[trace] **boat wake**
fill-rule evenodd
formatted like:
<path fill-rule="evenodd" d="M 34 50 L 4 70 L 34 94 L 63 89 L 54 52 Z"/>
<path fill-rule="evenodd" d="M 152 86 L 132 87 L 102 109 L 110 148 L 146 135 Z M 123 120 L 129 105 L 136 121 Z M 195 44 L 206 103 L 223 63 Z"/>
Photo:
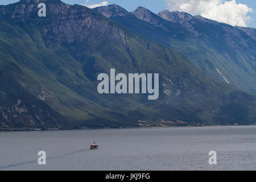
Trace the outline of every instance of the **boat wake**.
<path fill-rule="evenodd" d="M 47 158 L 47 160 L 60 158 L 62 158 L 62 157 L 64 157 L 65 156 L 73 155 L 73 154 L 79 154 L 79 153 L 81 153 L 81 152 L 84 152 L 88 151 L 90 151 L 90 149 L 82 149 L 82 150 L 75 150 L 71 152 L 64 154 L 57 155 L 57 156 L 52 156 L 52 157 Z M 10 164 L 10 165 L 6 165 L 6 166 L 0 166 L 0 169 L 4 169 L 9 168 L 11 168 L 11 167 L 19 167 L 19 166 L 25 165 L 25 164 L 33 164 L 33 163 L 37 164 L 38 160 L 34 160 L 23 162 L 18 163 L 18 164 Z"/>

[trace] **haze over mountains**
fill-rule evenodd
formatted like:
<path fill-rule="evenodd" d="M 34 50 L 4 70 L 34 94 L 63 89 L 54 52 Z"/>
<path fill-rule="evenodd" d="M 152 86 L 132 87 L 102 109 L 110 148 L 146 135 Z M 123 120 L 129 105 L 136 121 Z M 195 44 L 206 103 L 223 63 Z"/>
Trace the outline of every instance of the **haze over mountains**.
<path fill-rule="evenodd" d="M 0 128 L 136 127 L 139 120 L 154 124 L 157 118 L 208 125 L 255 122 L 256 97 L 238 90 L 239 84 L 248 92 L 255 86 L 255 61 L 249 61 L 255 49 L 248 48 L 255 40 L 243 31 L 228 25 L 220 30 L 196 18 L 188 28 L 142 7 L 130 13 L 116 5 L 93 10 L 59 0 L 40 1 L 47 16 L 39 17 L 38 2 L 0 6 Z M 207 28 L 197 27 L 201 23 L 216 34 L 234 28 L 242 46 L 236 36 L 226 37 L 231 40 L 226 46 L 226 34 L 217 41 L 203 34 Z M 218 69 L 238 88 L 191 63 L 223 81 Z M 159 99 L 98 94 L 97 77 L 111 68 L 159 73 Z"/>
<path fill-rule="evenodd" d="M 95 10 L 177 51 L 216 80 L 256 94 L 255 28 L 232 27 L 183 12 L 164 10 L 156 15 L 142 7 L 131 13 L 115 5 Z"/>

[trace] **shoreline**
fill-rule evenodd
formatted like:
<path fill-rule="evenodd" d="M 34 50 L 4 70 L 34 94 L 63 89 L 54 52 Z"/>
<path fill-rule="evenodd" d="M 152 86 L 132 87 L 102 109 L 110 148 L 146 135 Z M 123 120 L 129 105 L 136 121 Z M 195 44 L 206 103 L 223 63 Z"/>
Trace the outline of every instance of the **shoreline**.
<path fill-rule="evenodd" d="M 2 132 L 18 132 L 18 131 L 71 131 L 71 130 L 118 130 L 118 129 L 153 129 L 153 128 L 183 128 L 183 127 L 213 127 L 213 126 L 256 126 L 256 124 L 251 125 L 205 125 L 205 126 L 152 126 L 152 127 L 92 127 L 92 128 L 86 128 L 86 129 L 61 129 L 59 128 L 52 128 L 42 130 L 42 129 L 38 128 L 12 128 L 12 129 L 1 129 L 0 133 Z"/>

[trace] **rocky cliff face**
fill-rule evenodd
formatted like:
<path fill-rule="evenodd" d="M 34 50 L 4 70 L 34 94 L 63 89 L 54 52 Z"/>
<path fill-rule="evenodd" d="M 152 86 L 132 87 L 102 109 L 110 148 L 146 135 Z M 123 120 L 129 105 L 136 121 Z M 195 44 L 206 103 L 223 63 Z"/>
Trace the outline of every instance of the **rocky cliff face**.
<path fill-rule="evenodd" d="M 2 126 L 134 127 L 138 120 L 155 123 L 156 118 L 208 125 L 254 121 L 254 96 L 216 82 L 176 52 L 94 10 L 60 1 L 43 2 L 46 17 L 38 16 L 36 1 L 0 6 L 5 18 L 0 21 L 1 78 L 10 78 L 5 85 L 16 82 L 22 89 L 1 82 L 0 101 L 6 106 L 1 109 Z M 111 9 L 117 9 L 118 17 L 126 17 L 127 13 L 116 6 L 102 10 L 115 18 Z M 142 22 L 129 15 L 130 20 Z M 159 32 L 166 28 L 175 35 L 191 35 L 181 25 L 150 12 L 145 18 L 159 26 Z M 158 73 L 159 99 L 99 94 L 97 76 L 109 73 L 111 68 L 126 74 Z M 6 100 L 5 96 L 9 96 Z"/>
<path fill-rule="evenodd" d="M 101 13 L 106 9 L 115 14 L 115 10 L 109 7 L 95 10 Z M 142 7 L 125 17 L 116 15 L 111 18 L 178 51 L 217 80 L 255 94 L 256 42 L 253 29 L 238 28 L 183 12 L 164 10 L 156 15 Z"/>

__________

### WHAT TO WORK ON:
Rewrite the whole listing above, changing every "Trace the outline" to "Draw the boundary" and leaving everything else as it is. Omit the pictures from your version.

### SOLUTION TO THIS EXERCISE:
[trace] **boat wake**
fill-rule evenodd
formatted like:
<path fill-rule="evenodd" d="M 34 50 L 4 70 L 34 94 L 63 89 L 54 52 Z"/>
<path fill-rule="evenodd" d="M 152 86 L 132 87 L 102 109 L 110 148 L 146 135 Z M 123 120 L 129 105 L 136 121 Z M 195 44 L 206 103 L 223 63 Z"/>
Photo:
Draw the boundary of every instance of the **boat wake**.
<path fill-rule="evenodd" d="M 47 158 L 47 160 L 60 158 L 62 158 L 62 157 L 64 157 L 65 156 L 73 155 L 73 154 L 79 154 L 79 153 L 81 153 L 81 152 L 84 152 L 88 151 L 90 151 L 90 149 L 82 149 L 82 150 L 75 150 L 71 152 L 64 154 L 57 155 L 57 156 L 52 156 L 52 157 Z M 10 164 L 10 165 L 6 165 L 6 166 L 0 166 L 0 169 L 4 169 L 9 168 L 11 168 L 11 167 L 19 167 L 19 166 L 25 165 L 25 164 L 33 164 L 33 163 L 37 164 L 38 160 L 34 160 L 23 162 L 18 163 L 18 164 Z"/>

[trace] **haze over mountains**
fill-rule evenodd
formatted like:
<path fill-rule="evenodd" d="M 34 50 L 4 70 L 34 94 L 63 89 L 54 52 Z"/>
<path fill-rule="evenodd" d="M 152 86 L 132 87 L 102 109 L 110 148 L 146 135 Z M 123 120 L 129 105 L 136 121 Z M 195 44 L 206 103 L 223 63 Z"/>
Draw the boundary of every instance of the **haze over mountains**.
<path fill-rule="evenodd" d="M 0 128 L 136 127 L 139 120 L 154 124 L 157 118 L 208 125 L 255 122 L 256 97 L 238 90 L 239 84 L 248 92 L 255 86 L 255 61 L 249 61 L 255 49 L 248 48 L 255 40 L 243 31 L 228 25 L 220 30 L 196 18 L 188 28 L 142 7 L 130 13 L 116 5 L 93 10 L 59 0 L 40 1 L 47 16 L 39 17 L 38 2 L 0 6 Z M 207 28 L 197 27 L 201 23 L 216 34 L 234 28 L 242 46 L 236 36 L 226 37 L 231 40 L 226 46 L 226 34 L 217 41 L 203 34 Z M 218 69 L 238 88 L 191 63 L 223 81 Z M 159 99 L 98 94 L 97 77 L 111 68 L 159 73 Z"/>
<path fill-rule="evenodd" d="M 95 10 L 177 51 L 216 80 L 256 94 L 255 28 L 232 27 L 183 12 L 164 10 L 156 15 L 142 7 L 131 13 L 115 5 Z"/>

[trace] **shoreline**
fill-rule evenodd
formatted like:
<path fill-rule="evenodd" d="M 34 50 L 4 70 L 34 94 L 63 89 L 54 52 Z"/>
<path fill-rule="evenodd" d="M 152 86 L 132 87 L 102 109 L 110 148 L 146 135 Z M 123 120 L 129 105 L 136 121 Z M 195 44 L 206 103 L 223 63 Z"/>
Draw the boundary of every instance of the **shoreline**.
<path fill-rule="evenodd" d="M 2 132 L 18 132 L 18 131 L 71 131 L 71 130 L 118 130 L 118 129 L 153 129 L 153 128 L 183 128 L 183 127 L 213 127 L 213 126 L 256 126 L 256 124 L 251 125 L 205 125 L 205 126 L 152 126 L 152 127 L 92 127 L 92 128 L 86 128 L 86 129 L 61 129 L 59 128 L 52 128 L 42 130 L 42 129 L 38 128 L 12 128 L 12 129 L 1 129 L 0 133 Z"/>

[trace] **rocky cliff face**
fill-rule evenodd
formatted like:
<path fill-rule="evenodd" d="M 34 50 L 4 70 L 34 94 L 63 89 L 54 52 Z"/>
<path fill-rule="evenodd" d="M 152 86 L 132 87 L 102 109 L 110 148 L 146 135 Z M 123 120 L 129 105 L 136 121 Z M 195 44 L 206 103 L 223 63 Z"/>
Draw the boundary of every instance of the **rocky cliff face**.
<path fill-rule="evenodd" d="M 2 126 L 134 127 L 138 120 L 155 123 L 156 118 L 208 125 L 254 121 L 254 96 L 216 82 L 176 52 L 94 10 L 60 1 L 43 2 L 46 17 L 38 16 L 36 1 L 0 6 L 5 18 L 0 21 L 1 78 L 10 78 L 5 85 L 16 82 L 22 89 L 1 82 L 0 101 L 6 106 L 1 109 Z M 111 9 L 117 9 L 118 17 L 126 17 L 127 13 L 116 6 L 102 10 L 115 18 Z M 142 22 L 129 15 L 130 20 Z M 159 32 L 166 28 L 175 35 L 191 35 L 181 25 L 150 12 L 145 18 L 159 26 Z M 158 73 L 159 99 L 99 94 L 97 76 L 109 73 L 111 68 L 126 74 Z M 6 100 L 5 96 L 9 96 Z"/>
<path fill-rule="evenodd" d="M 101 13 L 106 9 L 115 14 L 115 10 L 109 7 L 95 10 Z M 142 7 L 125 17 L 116 15 L 111 18 L 178 51 L 217 80 L 255 94 L 256 42 L 253 29 L 238 28 L 183 12 L 164 10 L 156 15 Z"/>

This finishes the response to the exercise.